(Referring expression pointing data)

**********

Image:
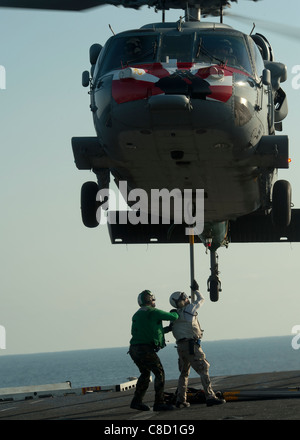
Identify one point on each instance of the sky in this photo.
(66, 287)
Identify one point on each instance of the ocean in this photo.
(112, 366)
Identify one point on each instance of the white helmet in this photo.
(177, 296)
(145, 297)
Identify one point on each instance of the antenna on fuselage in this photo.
(192, 13)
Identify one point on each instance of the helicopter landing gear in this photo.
(213, 282)
(89, 205)
(281, 204)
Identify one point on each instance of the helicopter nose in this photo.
(183, 83)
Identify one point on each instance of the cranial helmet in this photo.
(176, 297)
(145, 297)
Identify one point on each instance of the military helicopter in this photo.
(190, 105)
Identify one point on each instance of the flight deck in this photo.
(262, 396)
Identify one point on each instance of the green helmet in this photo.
(145, 297)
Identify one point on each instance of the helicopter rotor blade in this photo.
(210, 7)
(284, 30)
(62, 5)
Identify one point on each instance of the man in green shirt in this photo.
(147, 338)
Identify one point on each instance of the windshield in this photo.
(224, 49)
(205, 47)
(130, 50)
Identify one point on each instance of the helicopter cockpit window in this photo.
(223, 49)
(124, 51)
(178, 47)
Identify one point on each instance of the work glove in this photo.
(194, 285)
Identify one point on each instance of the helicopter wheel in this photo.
(281, 204)
(89, 205)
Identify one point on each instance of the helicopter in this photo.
(190, 105)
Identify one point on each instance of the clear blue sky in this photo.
(65, 287)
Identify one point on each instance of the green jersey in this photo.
(147, 326)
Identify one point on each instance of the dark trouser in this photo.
(147, 360)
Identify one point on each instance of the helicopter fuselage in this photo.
(184, 106)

**********

GOAL OF THE EXERCISE:
Strip the images and return the remaining data exactly.

RESULT OF THE TASK:
Image:
Identify one point on each instance of the sky in this photo.
(66, 287)
Identify one point on each instance of the ocean in this photo.
(112, 366)
Identify one point on each instance of the white helmet in this photo.
(177, 296)
(145, 297)
Identify one point on each instance of the antenna on fuselage in this photo.
(192, 13)
Identify one point on each instance of the helicopter landing gear in this photo.
(213, 282)
(89, 205)
(281, 204)
Identify one point on each instance of the helicopter nose in this photo.
(183, 83)
Identify one point on each instance of the cranial helmet in this photo.
(176, 297)
(145, 297)
Identify one point on each instance of the military helicopter in this photo.
(190, 105)
Identify one point on each instance of the flight deck in this photo.
(262, 396)
Identify one point on each instance of the green helmet in this photo.
(145, 297)
Identify one point on each instance of the helicopter rotor blade in this photo.
(210, 7)
(284, 30)
(62, 5)
Identify one point on each instance of the man in green shirt in this photo.
(147, 338)
Identify one point on each instance of the windshield in this photo.
(224, 49)
(205, 47)
(130, 50)
Identify one point on each instance of the helicopter cockpit window in this photo.
(223, 49)
(124, 51)
(178, 47)
Identify one point on each instance of the work glove in this photo.
(194, 285)
Identify one point on each instance of the helicopter wheel in this photo.
(281, 204)
(89, 205)
Identify one point on each instance of the helicopter in this photo.
(190, 105)
Identify one point on each instance of the clear blue sky in this photo.
(65, 287)
Identify one point on each instance of the green jersey in this photo.
(147, 326)
Identify one point on each instance of the dark trouser in this photo.
(147, 360)
Identify one point on each instance of the helicopter fuselage in this photo.
(184, 106)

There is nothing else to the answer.